Brief: Locate each line in the records below that contains the word "plant", and copy those lines.

★ ★ ★

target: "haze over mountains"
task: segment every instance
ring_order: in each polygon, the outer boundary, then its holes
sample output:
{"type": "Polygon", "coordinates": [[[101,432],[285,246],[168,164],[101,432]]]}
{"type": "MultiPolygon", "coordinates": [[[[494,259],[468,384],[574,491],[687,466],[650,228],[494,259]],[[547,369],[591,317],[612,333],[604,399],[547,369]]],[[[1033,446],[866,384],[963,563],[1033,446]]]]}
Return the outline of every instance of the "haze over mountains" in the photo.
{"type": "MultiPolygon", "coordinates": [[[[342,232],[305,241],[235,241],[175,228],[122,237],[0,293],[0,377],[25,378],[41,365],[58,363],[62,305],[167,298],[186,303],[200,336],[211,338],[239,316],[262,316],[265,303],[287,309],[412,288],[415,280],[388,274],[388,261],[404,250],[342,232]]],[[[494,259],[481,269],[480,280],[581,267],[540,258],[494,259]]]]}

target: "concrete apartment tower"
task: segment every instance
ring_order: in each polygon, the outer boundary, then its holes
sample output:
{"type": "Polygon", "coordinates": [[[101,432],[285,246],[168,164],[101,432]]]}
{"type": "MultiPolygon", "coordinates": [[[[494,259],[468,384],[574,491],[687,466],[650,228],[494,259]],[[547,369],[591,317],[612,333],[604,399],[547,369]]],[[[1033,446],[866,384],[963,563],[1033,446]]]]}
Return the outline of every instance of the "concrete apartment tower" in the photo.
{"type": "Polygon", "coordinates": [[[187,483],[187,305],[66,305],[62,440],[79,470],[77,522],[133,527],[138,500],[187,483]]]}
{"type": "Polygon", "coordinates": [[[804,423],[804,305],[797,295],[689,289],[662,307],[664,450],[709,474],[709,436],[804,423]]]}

★ ★ ★

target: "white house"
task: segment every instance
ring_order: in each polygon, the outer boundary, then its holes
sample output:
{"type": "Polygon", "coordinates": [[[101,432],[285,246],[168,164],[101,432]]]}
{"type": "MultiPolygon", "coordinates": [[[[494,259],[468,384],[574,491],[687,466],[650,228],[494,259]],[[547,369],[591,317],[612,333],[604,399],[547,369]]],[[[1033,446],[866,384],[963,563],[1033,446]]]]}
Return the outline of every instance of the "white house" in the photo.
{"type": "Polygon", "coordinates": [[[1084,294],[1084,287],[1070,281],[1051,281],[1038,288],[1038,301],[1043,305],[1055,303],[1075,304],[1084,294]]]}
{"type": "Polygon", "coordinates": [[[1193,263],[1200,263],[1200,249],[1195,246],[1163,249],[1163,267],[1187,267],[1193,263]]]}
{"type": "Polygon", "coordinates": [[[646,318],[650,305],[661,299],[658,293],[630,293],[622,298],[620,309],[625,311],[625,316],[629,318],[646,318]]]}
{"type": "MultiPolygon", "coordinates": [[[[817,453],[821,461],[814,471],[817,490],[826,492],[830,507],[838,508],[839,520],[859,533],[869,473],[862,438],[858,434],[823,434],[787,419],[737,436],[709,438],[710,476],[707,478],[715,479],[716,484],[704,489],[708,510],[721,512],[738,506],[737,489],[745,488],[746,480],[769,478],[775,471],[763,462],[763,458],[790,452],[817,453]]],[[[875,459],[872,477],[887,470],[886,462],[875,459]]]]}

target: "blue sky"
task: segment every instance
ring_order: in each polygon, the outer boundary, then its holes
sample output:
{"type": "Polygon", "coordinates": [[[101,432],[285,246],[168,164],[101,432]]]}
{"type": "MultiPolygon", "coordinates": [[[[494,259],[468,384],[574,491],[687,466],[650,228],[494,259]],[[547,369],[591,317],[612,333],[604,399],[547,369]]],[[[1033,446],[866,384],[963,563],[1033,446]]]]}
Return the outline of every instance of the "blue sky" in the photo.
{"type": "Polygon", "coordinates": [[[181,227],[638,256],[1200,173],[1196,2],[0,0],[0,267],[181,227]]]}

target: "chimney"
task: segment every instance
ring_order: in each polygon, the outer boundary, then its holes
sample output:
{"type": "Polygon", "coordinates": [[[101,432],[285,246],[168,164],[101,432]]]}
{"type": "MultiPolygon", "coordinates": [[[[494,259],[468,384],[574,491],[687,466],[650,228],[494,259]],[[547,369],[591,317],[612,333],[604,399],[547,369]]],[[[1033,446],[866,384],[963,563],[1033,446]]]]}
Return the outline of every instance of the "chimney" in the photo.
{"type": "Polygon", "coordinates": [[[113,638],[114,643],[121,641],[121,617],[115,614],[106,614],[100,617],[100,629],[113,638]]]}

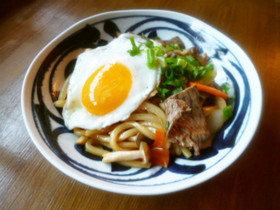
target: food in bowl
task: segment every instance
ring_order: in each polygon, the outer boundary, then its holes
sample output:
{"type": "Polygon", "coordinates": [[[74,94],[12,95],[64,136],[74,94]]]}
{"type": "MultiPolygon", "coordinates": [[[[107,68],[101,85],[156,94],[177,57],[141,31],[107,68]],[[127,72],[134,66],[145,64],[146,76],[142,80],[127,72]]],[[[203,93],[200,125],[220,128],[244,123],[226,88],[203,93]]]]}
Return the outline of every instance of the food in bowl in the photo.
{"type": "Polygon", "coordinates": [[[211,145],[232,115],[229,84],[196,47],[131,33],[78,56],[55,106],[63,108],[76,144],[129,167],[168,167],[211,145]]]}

★ ★ ★

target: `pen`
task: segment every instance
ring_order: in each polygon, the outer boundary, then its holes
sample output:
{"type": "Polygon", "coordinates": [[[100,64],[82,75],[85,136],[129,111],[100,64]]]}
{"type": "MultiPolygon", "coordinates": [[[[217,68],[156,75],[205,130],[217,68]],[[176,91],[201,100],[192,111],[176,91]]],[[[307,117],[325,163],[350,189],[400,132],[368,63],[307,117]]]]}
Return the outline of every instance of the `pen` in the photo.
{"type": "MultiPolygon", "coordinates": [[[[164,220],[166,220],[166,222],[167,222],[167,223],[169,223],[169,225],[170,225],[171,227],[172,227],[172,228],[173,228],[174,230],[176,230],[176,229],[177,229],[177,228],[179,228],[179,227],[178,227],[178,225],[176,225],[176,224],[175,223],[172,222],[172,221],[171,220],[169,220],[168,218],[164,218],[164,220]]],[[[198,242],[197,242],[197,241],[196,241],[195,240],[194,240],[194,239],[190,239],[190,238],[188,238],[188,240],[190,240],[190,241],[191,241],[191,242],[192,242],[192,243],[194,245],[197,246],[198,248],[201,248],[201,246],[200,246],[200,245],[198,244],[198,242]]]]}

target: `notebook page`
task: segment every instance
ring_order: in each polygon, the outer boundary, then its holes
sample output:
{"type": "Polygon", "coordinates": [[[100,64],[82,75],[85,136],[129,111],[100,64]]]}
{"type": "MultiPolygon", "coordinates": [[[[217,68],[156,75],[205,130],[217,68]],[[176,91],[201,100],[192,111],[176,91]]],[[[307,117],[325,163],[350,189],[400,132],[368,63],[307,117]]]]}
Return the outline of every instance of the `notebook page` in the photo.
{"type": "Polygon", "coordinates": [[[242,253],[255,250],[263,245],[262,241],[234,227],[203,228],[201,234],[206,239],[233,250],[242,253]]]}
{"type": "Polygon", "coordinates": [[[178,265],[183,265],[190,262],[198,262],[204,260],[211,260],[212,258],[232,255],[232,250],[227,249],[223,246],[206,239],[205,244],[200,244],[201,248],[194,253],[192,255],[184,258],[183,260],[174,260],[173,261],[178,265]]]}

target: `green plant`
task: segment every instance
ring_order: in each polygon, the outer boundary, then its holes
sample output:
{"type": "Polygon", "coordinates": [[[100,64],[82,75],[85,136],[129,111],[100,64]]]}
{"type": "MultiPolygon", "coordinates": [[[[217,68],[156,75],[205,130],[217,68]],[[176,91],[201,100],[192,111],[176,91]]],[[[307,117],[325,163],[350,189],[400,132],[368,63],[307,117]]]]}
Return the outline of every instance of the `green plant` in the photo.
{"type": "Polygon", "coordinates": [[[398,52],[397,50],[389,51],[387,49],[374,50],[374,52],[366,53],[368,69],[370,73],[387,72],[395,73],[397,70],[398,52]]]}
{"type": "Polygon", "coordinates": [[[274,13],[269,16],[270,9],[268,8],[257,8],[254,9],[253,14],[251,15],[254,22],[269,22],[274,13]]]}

★ ★ ★

Answer:
target: `green plant`
Return the outline of every instance of the `green plant` in the photo.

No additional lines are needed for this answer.